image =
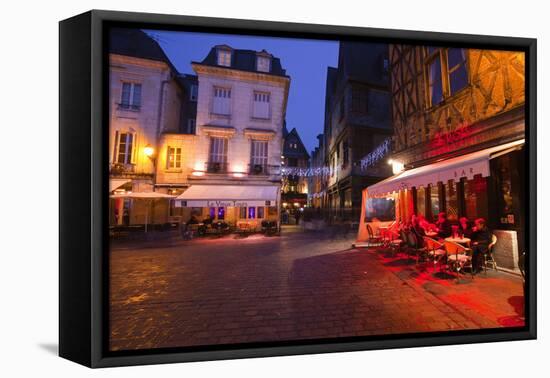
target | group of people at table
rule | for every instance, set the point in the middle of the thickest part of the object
(475, 235)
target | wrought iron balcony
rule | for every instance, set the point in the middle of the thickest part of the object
(259, 169)
(216, 167)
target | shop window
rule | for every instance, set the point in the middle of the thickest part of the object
(505, 186)
(242, 212)
(458, 75)
(434, 201)
(421, 201)
(173, 160)
(451, 198)
(261, 212)
(434, 81)
(475, 198)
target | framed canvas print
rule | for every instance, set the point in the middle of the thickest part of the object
(234, 188)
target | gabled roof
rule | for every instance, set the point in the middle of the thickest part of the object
(244, 60)
(300, 152)
(135, 43)
(363, 62)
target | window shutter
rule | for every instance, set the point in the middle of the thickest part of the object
(115, 148)
(133, 152)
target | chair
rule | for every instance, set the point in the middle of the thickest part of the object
(488, 257)
(373, 240)
(414, 245)
(458, 257)
(435, 250)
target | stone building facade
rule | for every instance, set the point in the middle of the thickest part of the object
(241, 107)
(357, 120)
(449, 103)
(145, 102)
(294, 189)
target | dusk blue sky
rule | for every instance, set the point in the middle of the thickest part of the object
(305, 61)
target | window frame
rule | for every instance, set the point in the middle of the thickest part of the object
(130, 105)
(224, 52)
(177, 158)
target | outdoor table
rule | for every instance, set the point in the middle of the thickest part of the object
(459, 240)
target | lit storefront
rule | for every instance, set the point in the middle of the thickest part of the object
(233, 204)
(488, 183)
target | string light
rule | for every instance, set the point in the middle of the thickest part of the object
(366, 162)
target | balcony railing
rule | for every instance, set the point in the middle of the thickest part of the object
(129, 107)
(216, 167)
(258, 169)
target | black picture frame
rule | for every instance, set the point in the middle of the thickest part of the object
(83, 199)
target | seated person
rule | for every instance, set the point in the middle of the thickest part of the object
(417, 230)
(481, 238)
(443, 225)
(464, 227)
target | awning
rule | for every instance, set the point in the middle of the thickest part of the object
(142, 195)
(117, 183)
(467, 166)
(228, 196)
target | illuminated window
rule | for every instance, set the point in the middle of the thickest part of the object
(222, 101)
(258, 158)
(124, 147)
(224, 57)
(194, 92)
(263, 63)
(261, 105)
(421, 201)
(174, 157)
(131, 96)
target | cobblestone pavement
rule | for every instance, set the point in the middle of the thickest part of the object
(297, 286)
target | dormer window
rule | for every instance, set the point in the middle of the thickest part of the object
(224, 57)
(263, 63)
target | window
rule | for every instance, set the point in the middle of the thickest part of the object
(475, 197)
(131, 96)
(222, 101)
(359, 100)
(447, 73)
(124, 148)
(434, 201)
(258, 158)
(342, 108)
(421, 201)
(434, 81)
(193, 92)
(451, 198)
(292, 162)
(458, 75)
(218, 154)
(345, 153)
(173, 159)
(263, 64)
(261, 105)
(224, 57)
(191, 126)
(242, 212)
(251, 213)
........
-- AIM --
In the entries above, find the line containing "target | cobblestone pavement". Set down that line and every line after it through the last one, exactly and alone.

-- RESPONSE --
target | cobblestone pavement
rule | for every instance, set the point in the middle of the thickest part of the object
(297, 286)
target | dormer window
rule | for every instance, set the point in the middle of the thickest part of the object
(224, 57)
(263, 63)
target | window
rule | for every instance, set the point in the middle of the thickest part of the object
(475, 197)
(131, 96)
(222, 101)
(359, 100)
(447, 73)
(124, 148)
(434, 201)
(258, 158)
(342, 108)
(421, 201)
(434, 81)
(193, 92)
(451, 198)
(292, 162)
(458, 75)
(218, 154)
(345, 153)
(173, 159)
(263, 64)
(261, 105)
(224, 57)
(191, 126)
(242, 212)
(251, 213)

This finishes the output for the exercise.